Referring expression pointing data
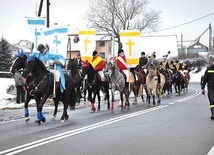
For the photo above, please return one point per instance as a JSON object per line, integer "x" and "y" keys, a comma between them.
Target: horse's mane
{"x": 41, "y": 64}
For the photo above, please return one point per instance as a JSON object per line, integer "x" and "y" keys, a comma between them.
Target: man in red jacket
{"x": 98, "y": 65}
{"x": 122, "y": 65}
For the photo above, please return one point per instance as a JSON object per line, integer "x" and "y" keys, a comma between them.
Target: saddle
{"x": 131, "y": 77}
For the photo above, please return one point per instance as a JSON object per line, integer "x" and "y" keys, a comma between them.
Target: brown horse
{"x": 186, "y": 81}
{"x": 152, "y": 84}
{"x": 139, "y": 84}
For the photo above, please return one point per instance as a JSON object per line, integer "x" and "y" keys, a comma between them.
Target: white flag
{"x": 36, "y": 24}
{"x": 131, "y": 46}
{"x": 57, "y": 39}
{"x": 87, "y": 43}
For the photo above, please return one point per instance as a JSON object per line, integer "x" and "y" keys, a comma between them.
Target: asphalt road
{"x": 181, "y": 125}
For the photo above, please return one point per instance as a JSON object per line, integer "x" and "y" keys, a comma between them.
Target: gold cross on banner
{"x": 86, "y": 41}
{"x": 130, "y": 44}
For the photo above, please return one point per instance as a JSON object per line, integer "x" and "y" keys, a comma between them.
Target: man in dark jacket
{"x": 156, "y": 63}
{"x": 209, "y": 80}
{"x": 143, "y": 60}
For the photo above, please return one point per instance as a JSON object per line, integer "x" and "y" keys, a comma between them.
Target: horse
{"x": 93, "y": 85}
{"x": 139, "y": 83}
{"x": 186, "y": 80}
{"x": 43, "y": 82}
{"x": 168, "y": 78}
{"x": 118, "y": 83}
{"x": 152, "y": 84}
{"x": 179, "y": 81}
{"x": 75, "y": 74}
{"x": 19, "y": 63}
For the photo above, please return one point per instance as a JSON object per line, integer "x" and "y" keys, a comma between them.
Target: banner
{"x": 87, "y": 43}
{"x": 56, "y": 38}
{"x": 36, "y": 24}
{"x": 131, "y": 46}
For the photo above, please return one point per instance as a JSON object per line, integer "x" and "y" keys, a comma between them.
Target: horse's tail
{"x": 72, "y": 99}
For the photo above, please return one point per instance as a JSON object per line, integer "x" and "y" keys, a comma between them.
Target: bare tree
{"x": 111, "y": 16}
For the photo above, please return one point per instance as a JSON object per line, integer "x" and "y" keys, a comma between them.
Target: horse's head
{"x": 86, "y": 69}
{"x": 19, "y": 63}
{"x": 33, "y": 65}
{"x": 72, "y": 64}
{"x": 152, "y": 70}
{"x": 112, "y": 63}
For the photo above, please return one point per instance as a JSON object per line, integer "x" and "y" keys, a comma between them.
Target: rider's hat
{"x": 94, "y": 53}
{"x": 120, "y": 50}
{"x": 40, "y": 47}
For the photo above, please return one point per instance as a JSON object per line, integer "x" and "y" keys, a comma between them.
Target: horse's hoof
{"x": 66, "y": 117}
{"x": 61, "y": 121}
{"x": 27, "y": 120}
{"x": 53, "y": 118}
{"x": 37, "y": 122}
{"x": 44, "y": 120}
{"x": 93, "y": 110}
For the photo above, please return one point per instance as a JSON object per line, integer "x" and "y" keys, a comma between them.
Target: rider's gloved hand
{"x": 202, "y": 91}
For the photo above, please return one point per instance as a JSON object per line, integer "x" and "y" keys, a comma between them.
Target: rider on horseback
{"x": 142, "y": 62}
{"x": 49, "y": 60}
{"x": 122, "y": 65}
{"x": 98, "y": 65}
{"x": 154, "y": 62}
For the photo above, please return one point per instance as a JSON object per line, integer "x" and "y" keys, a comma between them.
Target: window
{"x": 102, "y": 43}
{"x": 102, "y": 55}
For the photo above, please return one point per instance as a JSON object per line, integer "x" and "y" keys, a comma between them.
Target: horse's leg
{"x": 121, "y": 99}
{"x": 112, "y": 98}
{"x": 28, "y": 98}
{"x": 107, "y": 95}
{"x": 148, "y": 99}
{"x": 127, "y": 101}
{"x": 153, "y": 96}
{"x": 135, "y": 90}
{"x": 92, "y": 99}
{"x": 78, "y": 94}
{"x": 98, "y": 96}
{"x": 56, "y": 103}
{"x": 64, "y": 114}
{"x": 40, "y": 115}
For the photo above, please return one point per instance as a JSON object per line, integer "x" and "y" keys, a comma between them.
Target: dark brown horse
{"x": 139, "y": 84}
{"x": 43, "y": 84}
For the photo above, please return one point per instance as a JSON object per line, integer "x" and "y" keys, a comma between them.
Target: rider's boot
{"x": 159, "y": 80}
{"x": 57, "y": 85}
{"x": 212, "y": 112}
{"x": 127, "y": 85}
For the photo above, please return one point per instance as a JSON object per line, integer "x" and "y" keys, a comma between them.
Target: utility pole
{"x": 48, "y": 11}
{"x": 210, "y": 38}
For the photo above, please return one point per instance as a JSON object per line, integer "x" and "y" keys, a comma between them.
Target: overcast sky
{"x": 13, "y": 25}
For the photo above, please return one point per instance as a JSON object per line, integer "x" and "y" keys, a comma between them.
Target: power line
{"x": 187, "y": 22}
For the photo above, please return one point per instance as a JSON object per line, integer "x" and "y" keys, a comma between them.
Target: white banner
{"x": 57, "y": 39}
{"x": 36, "y": 24}
{"x": 87, "y": 43}
{"x": 131, "y": 46}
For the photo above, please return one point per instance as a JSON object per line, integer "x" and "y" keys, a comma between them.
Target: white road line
{"x": 34, "y": 144}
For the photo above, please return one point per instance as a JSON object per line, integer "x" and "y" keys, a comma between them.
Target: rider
{"x": 122, "y": 65}
{"x": 78, "y": 61}
{"x": 143, "y": 61}
{"x": 53, "y": 59}
{"x": 164, "y": 64}
{"x": 98, "y": 65}
{"x": 156, "y": 64}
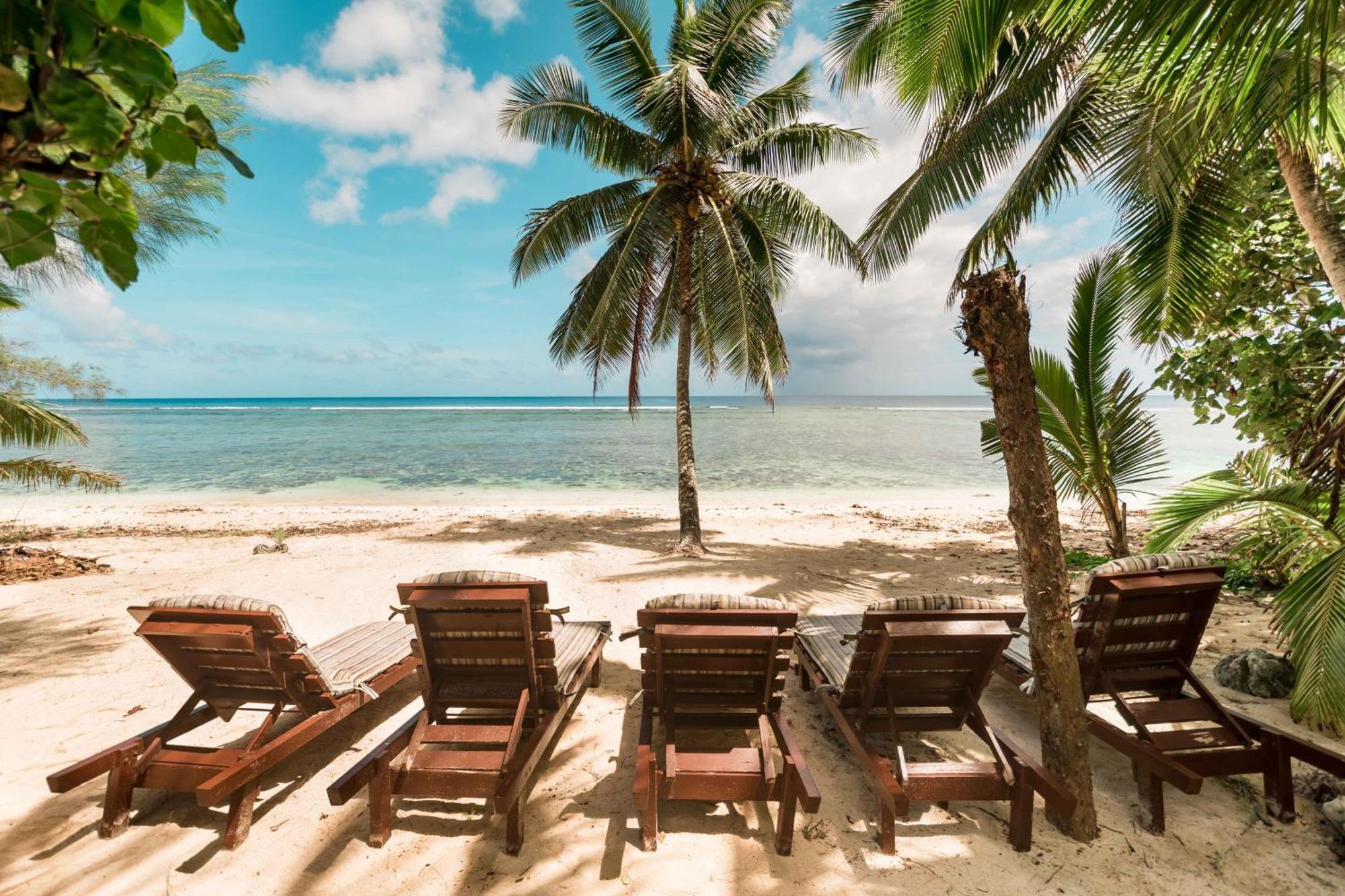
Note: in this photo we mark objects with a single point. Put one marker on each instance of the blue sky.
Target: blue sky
(371, 253)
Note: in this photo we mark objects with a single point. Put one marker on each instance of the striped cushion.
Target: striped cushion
(228, 602)
(470, 576)
(1140, 563)
(933, 602)
(715, 602)
(1085, 607)
(342, 662)
(938, 602)
(358, 654)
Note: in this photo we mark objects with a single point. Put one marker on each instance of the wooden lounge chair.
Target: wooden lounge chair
(919, 663)
(239, 653)
(1137, 630)
(498, 681)
(718, 662)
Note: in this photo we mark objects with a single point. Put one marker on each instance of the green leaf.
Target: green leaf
(119, 196)
(171, 142)
(40, 194)
(14, 91)
(26, 237)
(89, 206)
(161, 21)
(93, 122)
(110, 10)
(154, 162)
(219, 22)
(240, 166)
(114, 245)
(138, 63)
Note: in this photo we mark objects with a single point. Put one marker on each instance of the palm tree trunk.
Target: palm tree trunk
(1114, 513)
(688, 499)
(996, 322)
(1323, 228)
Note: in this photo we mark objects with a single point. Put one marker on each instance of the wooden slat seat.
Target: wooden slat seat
(498, 681)
(922, 662)
(239, 653)
(1137, 631)
(718, 662)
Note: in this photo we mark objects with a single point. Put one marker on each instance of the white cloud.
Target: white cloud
(85, 313)
(369, 33)
(896, 335)
(500, 13)
(387, 95)
(340, 206)
(469, 184)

BRIEF:
The complete set of records should be written out again, pictures excluded.

ANSWER SECTION:
For the photo above, please return one point per instance as a JSON object per line, integer "x" and "y" keys, a comma between them.
Target: horse's mane
{"x": 41, "y": 64}
For the photo above, please return one point per instance as a JSON object per line, integer "x" and "y" keys, a comma between them.
Target: man in red jacket
{"x": 98, "y": 65}
{"x": 122, "y": 65}
For the photo above, please return one point per instance as a JSON object per line, integer "x" and "y" keys, a comma between them.
Target: saddle
{"x": 131, "y": 77}
For the photo above, please return one point per instance as a JSON object per line, integer "x" and "y" keys, a comma between them.
Target: brown horse
{"x": 186, "y": 81}
{"x": 152, "y": 84}
{"x": 139, "y": 84}
For the photo above, please return one point per instance as a JSON object per line, integer "x" and "y" keys, a comma between them.
Target: white flag
{"x": 36, "y": 24}
{"x": 131, "y": 46}
{"x": 57, "y": 39}
{"x": 87, "y": 43}
For the photo above, please return one point per instance as a JSON object per line, integer "x" and "y" keys, a comma between them.
Target: asphalt road
{"x": 181, "y": 125}
For the photo above, please return one point per instance as a JSON object per line, integer "x" and "y" keys, a comma between them.
Target: gold cross on banner
{"x": 86, "y": 41}
{"x": 130, "y": 44}
For the photo above, please return one point per instance as a JSON object per line, integer "x" and "y" keys, a comma between them.
Target: man in dark jacket
{"x": 156, "y": 63}
{"x": 209, "y": 80}
{"x": 143, "y": 60}
For the photo above, please return one point per instance as a JSON object per line, integer "x" and "y" keys, a comma between them.
Target: horse
{"x": 93, "y": 85}
{"x": 139, "y": 83}
{"x": 186, "y": 80}
{"x": 43, "y": 82}
{"x": 168, "y": 78}
{"x": 118, "y": 83}
{"x": 152, "y": 84}
{"x": 179, "y": 81}
{"x": 75, "y": 74}
{"x": 19, "y": 63}
For the photo above, please return one point per instance as a JSON object per line, integer "x" and "y" keys, a comma between them.
Target: banner
{"x": 87, "y": 43}
{"x": 56, "y": 38}
{"x": 36, "y": 24}
{"x": 131, "y": 46}
For the photo above, please return one point per instance as a JSON object per line, integer "x" and "y" keys, a comma between them.
Target: horse's tail
{"x": 72, "y": 99}
For the photo above, please return one point per instance as a JSON object per line, integer "x" and "y" keys, a comma between them.
Target: bare tree
{"x": 111, "y": 16}
For the photo above, please return one point per instance as a JSON object per line, integer "x" and "y" keys, a comma between them.
Target: horse's head
{"x": 86, "y": 69}
{"x": 19, "y": 63}
{"x": 33, "y": 65}
{"x": 72, "y": 64}
{"x": 152, "y": 70}
{"x": 112, "y": 63}
For the photo above, please return one point per instance as a JSON object per line, integer "x" and "y" keys, a comma between them.
Target: rider's hat
{"x": 94, "y": 53}
{"x": 120, "y": 50}
{"x": 40, "y": 47}
For the photo above, please return one point per instance as a JSON object per line, integer "x" and "y" keys, a comma between them.
Target: horse's hoof
{"x": 66, "y": 117}
{"x": 61, "y": 121}
{"x": 27, "y": 120}
{"x": 53, "y": 118}
{"x": 37, "y": 122}
{"x": 44, "y": 120}
{"x": 93, "y": 110}
For the photo above, please return one point per instance as a JSON object per line, integer "x" and "y" keys, a comma between them.
Target: rider's gloved hand
{"x": 202, "y": 91}
For the photo above, please return one point per instance as a JSON object per line, integer "x" and "y" keys, a comma between them.
Target: rider on horseback
{"x": 142, "y": 62}
{"x": 49, "y": 60}
{"x": 122, "y": 65}
{"x": 98, "y": 65}
{"x": 154, "y": 62}
For the photo above, please return one point per instance as a JSON object per line, integer "x" and "y" keys, a comma between them.
Target: window
{"x": 102, "y": 43}
{"x": 102, "y": 55}
For the photo above, please return one point per instance as a JSON object per line, integer "x" and "y" keys, a comma between them.
Target: horse's leg
{"x": 121, "y": 99}
{"x": 112, "y": 98}
{"x": 28, "y": 98}
{"x": 107, "y": 95}
{"x": 148, "y": 99}
{"x": 127, "y": 101}
{"x": 153, "y": 96}
{"x": 135, "y": 90}
{"x": 92, "y": 99}
{"x": 78, "y": 94}
{"x": 98, "y": 96}
{"x": 56, "y": 103}
{"x": 64, "y": 114}
{"x": 40, "y": 115}
For the photo above, please return one point per instance as a JSON object per line, integer "x" and "y" keys, a comma between them.
Target: dark brown horse
{"x": 139, "y": 84}
{"x": 43, "y": 84}
For the photo above, please return one point per instance as a JSON object per line, integer "x" and "y" keys, a comma between them.
Target: rider's boot
{"x": 159, "y": 80}
{"x": 57, "y": 85}
{"x": 212, "y": 112}
{"x": 127, "y": 85}
For the photo above, please return one point per instance as a JSON object per line, integer "x" and "y" keys, a comma between them.
Target: utility pole
{"x": 48, "y": 11}
{"x": 210, "y": 38}
For the photo above, please return one point per instance as a JSON object per line, integer "x" and "y" keys, a comma between them.
Target: overcast sky
{"x": 13, "y": 25}
For the photo above, please return one point per instance as a JSON object per line, integer "x" and "y" keys, a comma between them.
Target: power line
{"x": 187, "y": 22}
For the photo above, please return one point per instance as a JSON object per line, integer "x" and "y" keys, a comma between them.
Target: white banner
{"x": 57, "y": 39}
{"x": 36, "y": 24}
{"x": 87, "y": 43}
{"x": 131, "y": 46}
For the photo above, please return one point per instance as a JSON object per line, integer "x" and "y" keys, a comma between them.
Target: white road line
{"x": 34, "y": 144}
For the photo above, please return one point per instance as a JSON object per line, integer "x" and "y" keys, a comma between them.
Target: rider
{"x": 122, "y": 65}
{"x": 78, "y": 61}
{"x": 143, "y": 61}
{"x": 53, "y": 59}
{"x": 164, "y": 64}
{"x": 98, "y": 65}
{"x": 156, "y": 64}
Note: in this photo we mark objects with a single point. Put one marker on each instance of the blue sky.
Target: blue sky
(371, 253)
Note: in this photo we mark objects with a single point. Put one marker on each instance of the striped cushion.
Target: striped cushion
(228, 602)
(470, 576)
(1140, 563)
(933, 602)
(715, 602)
(1085, 607)
(342, 662)
(938, 602)
(358, 654)
Note: in this photo we mark objects with a single point. Put one marker on each instance of the wooden lounge chair.
Target: wooden lounge chair
(919, 663)
(239, 653)
(1137, 630)
(498, 681)
(718, 662)
Note: in this photo we mark objects with a single point. Put one marker on each instance of the green leaf.
Target: green leaf
(119, 196)
(171, 142)
(40, 194)
(14, 91)
(26, 237)
(89, 206)
(161, 21)
(93, 122)
(110, 10)
(154, 162)
(219, 22)
(240, 166)
(114, 245)
(138, 63)
Note: in this photo we mark objects with a single point. Put one marker on each instance of the palm tree trunk.
Target: palm tree trunk
(1114, 513)
(688, 499)
(996, 322)
(1323, 228)
Note: in this photo we mark objects with a single point. Put one marker on each instance of the wooden slat seat.
Target: wooden slat seat
(498, 681)
(922, 662)
(239, 653)
(1137, 631)
(718, 662)
Note: in this photo we mark objects with a single point. Put one marker on each instance of the white cloud.
Target: white cloud
(85, 313)
(369, 33)
(896, 335)
(500, 13)
(387, 95)
(340, 206)
(469, 184)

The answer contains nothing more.